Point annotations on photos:
--- Begin ---

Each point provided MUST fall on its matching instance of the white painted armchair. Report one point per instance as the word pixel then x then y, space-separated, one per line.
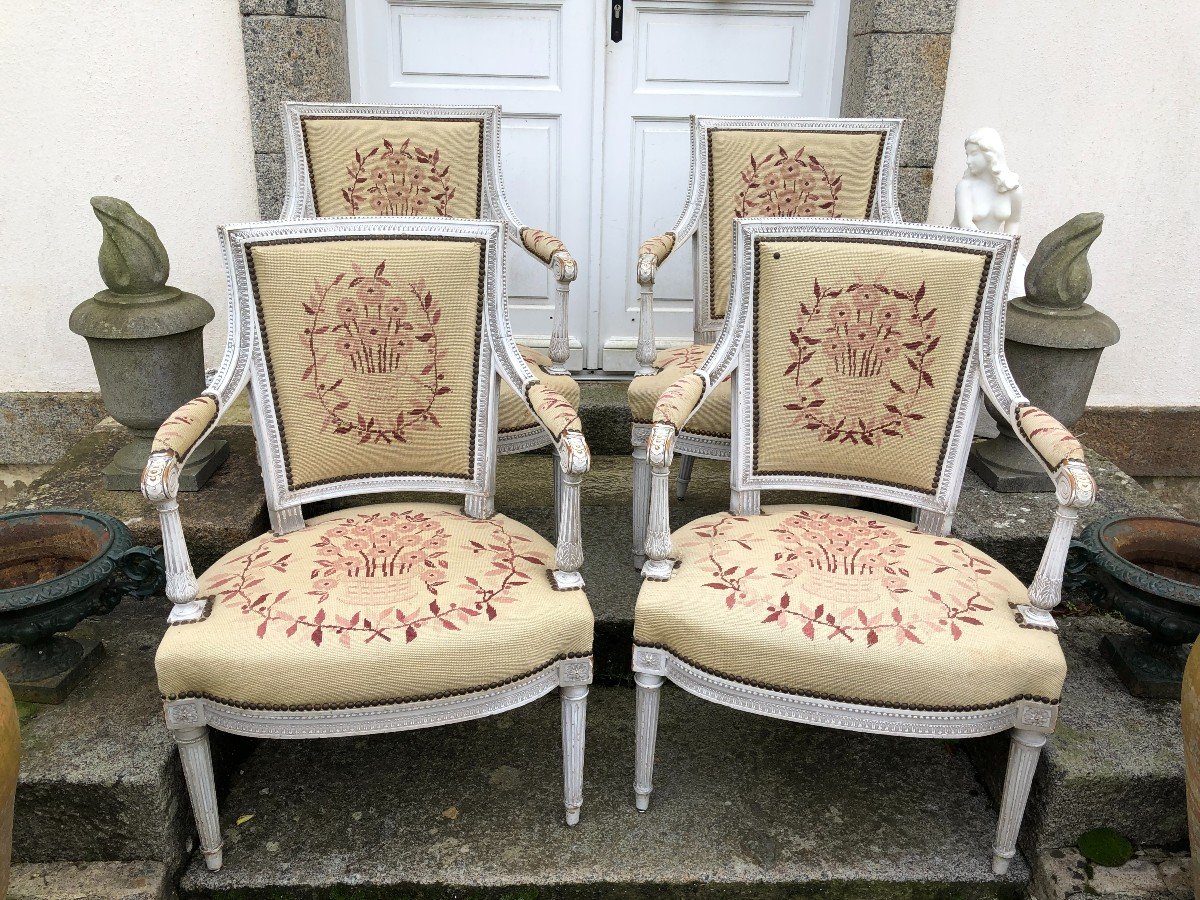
pixel 364 160
pixel 744 168
pixel 857 353
pixel 375 352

--- End ---

WRITTEN EXERCISE ▸ Echo every item above word for word, omitting the pictures.

TASK SOLUTION ▸
Each point provided MUST fall on its matching instance of the white painted armchair. Report one point per instance as the word pixel then x then y, space-separated, one per line.
pixel 364 160
pixel 744 168
pixel 857 353
pixel 375 352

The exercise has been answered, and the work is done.